▶ Stored items from a collection
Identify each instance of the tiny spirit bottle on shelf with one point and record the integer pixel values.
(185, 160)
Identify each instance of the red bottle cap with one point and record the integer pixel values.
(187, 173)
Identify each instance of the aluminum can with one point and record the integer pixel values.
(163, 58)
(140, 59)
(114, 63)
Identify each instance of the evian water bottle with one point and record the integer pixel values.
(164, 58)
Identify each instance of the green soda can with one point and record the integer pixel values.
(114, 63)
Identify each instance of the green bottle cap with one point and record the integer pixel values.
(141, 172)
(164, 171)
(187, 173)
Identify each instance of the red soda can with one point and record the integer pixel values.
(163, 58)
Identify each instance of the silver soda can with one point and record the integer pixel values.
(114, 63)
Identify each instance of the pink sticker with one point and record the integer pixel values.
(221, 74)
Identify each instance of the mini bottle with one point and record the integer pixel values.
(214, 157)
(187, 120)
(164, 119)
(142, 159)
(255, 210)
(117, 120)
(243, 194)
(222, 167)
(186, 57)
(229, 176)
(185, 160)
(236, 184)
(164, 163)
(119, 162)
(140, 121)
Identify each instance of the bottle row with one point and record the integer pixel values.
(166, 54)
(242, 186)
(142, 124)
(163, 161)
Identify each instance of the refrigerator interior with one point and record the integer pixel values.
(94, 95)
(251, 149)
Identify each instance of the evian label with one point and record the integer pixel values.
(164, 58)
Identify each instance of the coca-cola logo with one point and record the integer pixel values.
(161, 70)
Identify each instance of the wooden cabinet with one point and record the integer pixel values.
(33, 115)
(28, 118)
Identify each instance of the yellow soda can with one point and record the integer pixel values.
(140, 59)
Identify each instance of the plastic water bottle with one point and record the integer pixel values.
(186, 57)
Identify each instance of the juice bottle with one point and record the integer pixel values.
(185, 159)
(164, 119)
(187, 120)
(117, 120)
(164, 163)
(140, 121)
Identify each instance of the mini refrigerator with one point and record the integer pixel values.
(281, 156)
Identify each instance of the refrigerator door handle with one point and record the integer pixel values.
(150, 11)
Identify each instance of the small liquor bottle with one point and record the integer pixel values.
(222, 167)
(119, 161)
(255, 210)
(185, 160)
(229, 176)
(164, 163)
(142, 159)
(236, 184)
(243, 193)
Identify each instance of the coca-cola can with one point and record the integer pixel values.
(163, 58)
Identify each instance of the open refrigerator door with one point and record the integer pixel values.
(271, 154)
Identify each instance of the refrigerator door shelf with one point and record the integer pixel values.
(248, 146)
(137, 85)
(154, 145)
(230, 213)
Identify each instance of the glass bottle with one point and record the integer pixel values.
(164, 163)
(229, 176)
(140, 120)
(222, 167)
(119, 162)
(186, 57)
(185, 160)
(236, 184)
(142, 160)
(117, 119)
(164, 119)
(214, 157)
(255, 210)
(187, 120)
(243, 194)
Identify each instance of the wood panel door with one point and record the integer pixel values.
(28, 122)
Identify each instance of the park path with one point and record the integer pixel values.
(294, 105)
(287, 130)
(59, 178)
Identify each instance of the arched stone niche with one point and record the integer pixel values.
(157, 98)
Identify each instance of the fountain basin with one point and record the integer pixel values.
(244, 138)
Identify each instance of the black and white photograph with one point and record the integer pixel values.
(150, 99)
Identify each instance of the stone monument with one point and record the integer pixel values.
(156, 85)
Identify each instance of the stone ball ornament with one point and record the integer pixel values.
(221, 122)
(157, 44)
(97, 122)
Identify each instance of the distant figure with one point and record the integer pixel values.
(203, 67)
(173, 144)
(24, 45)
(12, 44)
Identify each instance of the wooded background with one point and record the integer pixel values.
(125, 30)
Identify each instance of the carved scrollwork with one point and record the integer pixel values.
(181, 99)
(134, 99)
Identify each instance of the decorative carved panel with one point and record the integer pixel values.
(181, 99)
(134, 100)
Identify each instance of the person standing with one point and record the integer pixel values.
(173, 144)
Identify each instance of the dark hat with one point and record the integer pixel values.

▶ REQUIREMENT
Your reply should contain each entry, copied without alteration.

▶ WRITTEN SOLUTION
Identify each instance of the tiny spirit bottle on shelf with one point and record the integer pixel values.
(185, 160)
Identify each instance of the red bottle cap with one point and record the integer pixel values.
(187, 173)
Identify each instance of the aluminum can with one point and record the integer pixel values.
(163, 58)
(140, 59)
(114, 63)
Identify each instance of the evian water bottle with one point and record the integer pixel values.
(164, 58)
Identify each instance of the green soda can with one point and record the integer pixel values.
(114, 63)
Identify each instance of the green bottle cap with one point and record the integer pixel values.
(141, 172)
(164, 171)
(187, 173)
Identify each instance of the red soda can with one point and record the integer pixel values.
(163, 58)
Identify each instance of the silver soda can with one point and record the integer pixel values.
(114, 63)
Identify each instance of the pink sticker with one point and record the integer pixel values.
(221, 74)
Identify each instance of the mini bottle with one point and record the integer pixel values.
(214, 157)
(187, 120)
(164, 119)
(142, 159)
(255, 210)
(117, 120)
(243, 194)
(222, 167)
(186, 57)
(229, 176)
(185, 160)
(236, 184)
(164, 163)
(119, 162)
(140, 121)
Identify each instance of the bottle row with one point and record the integer pixel values.
(166, 54)
(242, 186)
(142, 124)
(163, 161)
Identify each instance of the refrigerator interior with one point and record the integer pixel values.
(94, 95)
(251, 149)
Identify each instance of the evian label with one point and record the integer pixel values.
(164, 58)
Identify each instance of the coca-cola logo with one point and record the integer pixel values.
(161, 70)
Identify each instance of the wooden cabinet with one point and record the integer pixel values.
(33, 115)
(28, 118)
Identify each instance of the yellow soda can with one point and record the integer pixel values.
(140, 59)
Identify each instance of the plastic water bottle with one point and record the integer pixel values.
(186, 57)
Identify each instance of the juice bottle with one point and record the integer pixel values.
(185, 159)
(164, 119)
(187, 120)
(117, 120)
(164, 163)
(140, 121)
Identify each instance of the mini refrigerator with one point and record the integer pixel values.
(281, 156)
Identify each instance of the refrigerator door handle with one point and record the integer pixel values.
(150, 11)
Identify each instance of the small liquor bottle with one point and record the integer pixel values.
(222, 167)
(119, 161)
(255, 210)
(185, 160)
(229, 176)
(164, 163)
(142, 159)
(236, 184)
(243, 193)
Identify each instance of the coca-cola can with one point and record the integer pixel values.
(163, 58)
Identify each instance of the open refrigerator door with one point and record the integer pixel values.
(271, 154)
Identify each instance of the refrigerator door shelf with one point and record the integer pixel values.
(248, 146)
(137, 85)
(154, 145)
(230, 213)
Identify each instance of the glass bottle with one point and record the integer pixel values.
(164, 163)
(229, 176)
(140, 120)
(222, 167)
(119, 162)
(186, 57)
(185, 160)
(236, 184)
(142, 160)
(117, 119)
(164, 119)
(214, 157)
(255, 210)
(187, 120)
(243, 194)
Identify each instance of the wood panel door with one point and record the integer pixel values.
(28, 122)
Identify each instance of the park path with one point and record the integer pixel values.
(294, 105)
(287, 130)
(59, 178)
Identify each instance of the arched stone niche with one point and record the integer pixel values.
(157, 98)
Identify each instance of the fountain basin with one point and record the integer pixel values.
(244, 138)
Identify each instance of the black and white photograph with one point and record the integer pixel values.
(150, 99)
Identify each instance of the stone monument with one point and record the integer pixel values.
(156, 85)
Identify each instance of the stone ball ornament with one point and record the integer pixel values.
(221, 122)
(157, 44)
(97, 122)
Identify each instance of the distant figure with one point and record the integer pixel values.
(203, 67)
(173, 144)
(24, 45)
(12, 44)
Identify each instance of the wooded background with one point and record the integer pixel values.
(125, 30)
Identify each instance of the carved scrollwork with one point and record the integer pixel values.
(181, 99)
(134, 99)
Identify each instance of the decorative carved panel with one point and record the integer pixel values.
(181, 99)
(134, 100)
Identify each instance of the person standing with one point and record the integer pixel values.
(173, 144)
Identify each instance of the dark hat with one point and record the integer pixel values.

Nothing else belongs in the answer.